**PASSAGE FOR REVIEW**

== Segment start ==

Effects on Hedgerow and Farmland Structure
The functional role of ash in northern Italian field boundaries means that its decline has consequences beyond the individual trees. Hedgerow ash typically formed the emergent layer above a mid-height structure of hawthorn, field maple, and elder. The loss of ash crowns opens the canopy, alters the local microclimate along field boundaries, and in some cases has accelerated the collapse of structurally weakened hedgerow banks. In areas where pollarding had maintained a dense thicket of upright rods, the shift to unpollarded growth followed by dieback has left exposed stumps and dead branch accumulation that requires management to avoid farm vehicle access problems.
Woodland edges in northern Italy — particularly in Friuli and along the Apennine foothills of Emilia — show similar patterns. Ash had a minor but consistent presence in mixed deciduous woodland margins alongside field maple, hornbeam, and downy oak. In areas of confirmed dieback, the gap left by ash is typically colonised by elder (Sambucus nigra) or bramble rather than by other native tree species, a succession dynamic that has been noted in similar contexts in central Europe.

== Segment end ==

**EXTRACTED ENTRIES**
== Segment start ==

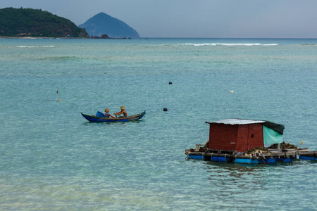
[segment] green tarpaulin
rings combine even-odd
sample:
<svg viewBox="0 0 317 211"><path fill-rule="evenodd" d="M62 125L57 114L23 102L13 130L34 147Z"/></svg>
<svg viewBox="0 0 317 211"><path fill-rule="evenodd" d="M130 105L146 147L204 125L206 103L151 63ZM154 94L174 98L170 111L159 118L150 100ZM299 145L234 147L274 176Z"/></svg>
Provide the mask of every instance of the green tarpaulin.
<svg viewBox="0 0 317 211"><path fill-rule="evenodd" d="M283 142L283 135L278 132L263 126L263 138L264 146L280 143Z"/></svg>

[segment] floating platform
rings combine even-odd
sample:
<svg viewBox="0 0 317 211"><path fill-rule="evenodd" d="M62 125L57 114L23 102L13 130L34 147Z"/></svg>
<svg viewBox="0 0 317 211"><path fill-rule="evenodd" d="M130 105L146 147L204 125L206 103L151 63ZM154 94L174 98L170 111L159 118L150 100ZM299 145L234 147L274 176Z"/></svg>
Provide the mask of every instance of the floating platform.
<svg viewBox="0 0 317 211"><path fill-rule="evenodd" d="M270 153L254 153L206 149L197 144L195 149L185 150L187 159L213 162L234 162L240 164L273 164L277 162L292 162L294 159L317 160L317 151L309 151L308 148L275 149L268 148Z"/></svg>

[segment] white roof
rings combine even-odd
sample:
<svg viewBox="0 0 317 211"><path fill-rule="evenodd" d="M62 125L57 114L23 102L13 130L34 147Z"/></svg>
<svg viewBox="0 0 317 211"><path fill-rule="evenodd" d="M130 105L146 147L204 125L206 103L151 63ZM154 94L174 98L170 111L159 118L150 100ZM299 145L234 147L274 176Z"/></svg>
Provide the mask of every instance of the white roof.
<svg viewBox="0 0 317 211"><path fill-rule="evenodd" d="M262 120L240 120L240 119L227 119L216 122L206 122L206 123L216 123L216 124L256 124L264 123L266 121Z"/></svg>

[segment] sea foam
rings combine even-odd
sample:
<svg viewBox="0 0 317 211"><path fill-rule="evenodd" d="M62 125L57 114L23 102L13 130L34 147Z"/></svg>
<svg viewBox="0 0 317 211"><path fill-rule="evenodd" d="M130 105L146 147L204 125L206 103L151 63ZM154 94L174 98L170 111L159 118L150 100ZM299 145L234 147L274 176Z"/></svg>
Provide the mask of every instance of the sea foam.
<svg viewBox="0 0 317 211"><path fill-rule="evenodd" d="M187 43L182 44L184 46L278 46L278 44L263 44L261 43L204 43L204 44L193 44Z"/></svg>

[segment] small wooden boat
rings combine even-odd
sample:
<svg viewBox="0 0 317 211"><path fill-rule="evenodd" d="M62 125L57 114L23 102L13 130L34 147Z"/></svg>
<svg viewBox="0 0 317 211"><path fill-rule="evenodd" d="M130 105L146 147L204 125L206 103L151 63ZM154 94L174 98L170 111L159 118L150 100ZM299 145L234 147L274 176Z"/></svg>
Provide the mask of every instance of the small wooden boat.
<svg viewBox="0 0 317 211"><path fill-rule="evenodd" d="M80 113L89 122L128 122L128 121L137 121L140 120L141 118L144 117L145 116L145 110L142 113L129 116L127 117L116 117L116 118L106 118L105 115L98 111L95 116L94 115L85 115L82 113Z"/></svg>

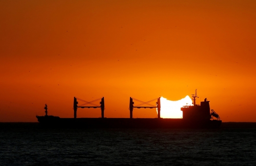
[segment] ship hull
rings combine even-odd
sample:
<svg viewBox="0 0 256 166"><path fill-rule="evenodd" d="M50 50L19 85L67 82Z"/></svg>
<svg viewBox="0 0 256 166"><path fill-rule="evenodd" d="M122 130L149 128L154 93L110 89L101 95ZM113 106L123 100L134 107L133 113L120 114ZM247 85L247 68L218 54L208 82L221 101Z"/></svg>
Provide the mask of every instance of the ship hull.
<svg viewBox="0 0 256 166"><path fill-rule="evenodd" d="M83 128L218 128L220 120L184 120L171 118L60 118L37 116L49 127Z"/></svg>

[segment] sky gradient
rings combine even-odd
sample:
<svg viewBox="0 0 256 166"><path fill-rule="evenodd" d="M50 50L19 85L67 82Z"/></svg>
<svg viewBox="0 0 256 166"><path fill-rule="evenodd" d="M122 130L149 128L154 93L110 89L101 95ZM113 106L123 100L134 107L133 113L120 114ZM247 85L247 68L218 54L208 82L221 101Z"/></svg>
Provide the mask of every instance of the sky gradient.
<svg viewBox="0 0 256 166"><path fill-rule="evenodd" d="M73 117L74 96L104 97L105 117L128 117L130 97L196 89L223 122L256 122L256 11L255 0L1 0L0 122L36 122L46 103Z"/></svg>

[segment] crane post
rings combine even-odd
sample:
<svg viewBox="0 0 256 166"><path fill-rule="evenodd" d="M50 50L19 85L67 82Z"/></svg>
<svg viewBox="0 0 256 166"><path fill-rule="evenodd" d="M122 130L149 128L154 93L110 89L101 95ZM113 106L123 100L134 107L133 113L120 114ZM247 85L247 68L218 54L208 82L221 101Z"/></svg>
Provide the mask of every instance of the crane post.
<svg viewBox="0 0 256 166"><path fill-rule="evenodd" d="M130 97L130 105L129 105L129 109L130 109L130 118L132 119L132 110L133 109L133 104L134 102L132 100L132 98Z"/></svg>
<svg viewBox="0 0 256 166"><path fill-rule="evenodd" d="M156 102L157 107L157 117L160 118L160 111L161 111L161 103L160 103L160 98L159 97L157 99L157 102Z"/></svg>
<svg viewBox="0 0 256 166"><path fill-rule="evenodd" d="M77 100L76 100L76 98L75 97L74 97L74 104L73 104L73 108L74 108L74 118L76 118L76 111L77 111L77 104L78 104L78 102L77 102Z"/></svg>

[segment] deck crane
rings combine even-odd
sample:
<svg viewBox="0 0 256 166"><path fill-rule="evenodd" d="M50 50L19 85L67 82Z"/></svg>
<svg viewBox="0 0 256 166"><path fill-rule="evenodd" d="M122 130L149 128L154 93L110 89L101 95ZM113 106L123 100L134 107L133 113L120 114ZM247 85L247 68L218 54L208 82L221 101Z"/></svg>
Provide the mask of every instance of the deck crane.
<svg viewBox="0 0 256 166"><path fill-rule="evenodd" d="M136 106L134 106L133 104L134 104L134 102L133 101L133 100L134 100L135 101L138 101L141 103L139 104ZM157 100L157 101L156 102L156 106L155 106L154 105L149 104L149 102L152 102L154 100ZM142 106L144 104L146 104L148 106ZM153 100L151 100L144 102L141 101L139 100L136 99L134 98L130 97L130 104L129 104L129 109L130 110L130 118L132 118L132 111L133 110L133 108L157 108L157 117L158 118L160 118L160 110L161 110L161 103L160 103L160 98L157 98L154 99Z"/></svg>
<svg viewBox="0 0 256 166"><path fill-rule="evenodd" d="M81 104L79 106L78 106L77 104L78 104L78 102L77 101L77 100L83 102L84 102L84 103ZM101 106L99 106L98 105L92 103L94 102L95 102L100 100L101 100L101 101L100 102ZM91 105L92 105L92 106L84 106L85 105L87 104L91 104ZM104 103L104 97L102 98L95 99L91 101L86 101L85 100L83 100L82 99L74 97L74 104L73 104L74 118L75 119L76 118L76 112L77 111L77 108L101 108L101 118L104 118L104 110L105 109L105 103Z"/></svg>

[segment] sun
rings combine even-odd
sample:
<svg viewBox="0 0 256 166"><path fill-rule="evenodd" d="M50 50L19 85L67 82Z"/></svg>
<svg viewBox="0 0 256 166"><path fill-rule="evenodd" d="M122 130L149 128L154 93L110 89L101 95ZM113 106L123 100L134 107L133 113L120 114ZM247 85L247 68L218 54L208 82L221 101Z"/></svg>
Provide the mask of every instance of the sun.
<svg viewBox="0 0 256 166"><path fill-rule="evenodd" d="M161 101L161 117L164 118L182 118L183 112L181 108L186 105L193 105L189 96L179 100L169 100L162 97ZM156 109L157 112L157 109Z"/></svg>

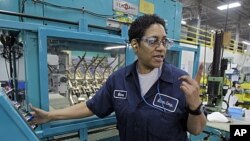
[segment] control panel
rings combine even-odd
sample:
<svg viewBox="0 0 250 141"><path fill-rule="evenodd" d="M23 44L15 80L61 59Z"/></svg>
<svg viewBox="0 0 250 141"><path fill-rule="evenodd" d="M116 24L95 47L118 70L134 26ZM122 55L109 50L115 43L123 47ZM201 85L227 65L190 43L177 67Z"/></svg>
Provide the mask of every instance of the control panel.
<svg viewBox="0 0 250 141"><path fill-rule="evenodd" d="M1 140L39 141L31 124L33 115L20 103L10 100L6 91L0 87L0 137Z"/></svg>

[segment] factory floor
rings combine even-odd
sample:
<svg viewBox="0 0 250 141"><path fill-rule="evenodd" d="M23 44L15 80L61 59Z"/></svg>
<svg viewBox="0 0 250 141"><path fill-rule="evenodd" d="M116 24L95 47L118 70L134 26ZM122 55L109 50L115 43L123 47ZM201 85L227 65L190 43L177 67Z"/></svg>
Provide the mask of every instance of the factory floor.
<svg viewBox="0 0 250 141"><path fill-rule="evenodd" d="M70 106L69 101L62 95L51 93L49 95L50 110ZM78 133L55 136L43 141L80 141ZM88 131L88 141L119 141L118 130L115 125L91 129Z"/></svg>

== Segment end ==

**EXERCISE INSTRUCTIONS**
Duplicate the entire passage on ash decline in northern Italian hedgerows and woodland edges without any changes. The records were drawn from a different source than the passage on ash decline.

**ANSWER SPACE**
Effects on Hedgerow and Farmland Structure
The functional role of ash in northern Italian field boundaries means that its decline has consequences beyond the individual trees. Hedgerow ash typically formed the emergent layer above a mid-height structure of hawthorn, field maple, and elder. The loss of ash crowns opens the canopy, alters the local microclimate along field boundaries, and in some cases has accelerated the collapse of structurally weakened hedgerow banks. In areas where pollarding had maintained a dense thicket of upright rods, the shift to unpollarded growth followed by dieback has left exposed stumps and dead branch accumulation that requires management to avoid farm vehicle access problems.
Woodland edges in northern Italy — particularly in Friuli and along the Apennine foothills of Emilia — show similar patterns. Ash had a minor but consistent presence in mixed deciduous woodland margins alongside field maple, hornbeam, and downy oak. In areas of confirmed dieback, the gap left by ash is typically colonised by elder (Sambucus nigra) or bramble rather than by other native tree species, a succession dynamic that has been noted in similar contexts in central Europe.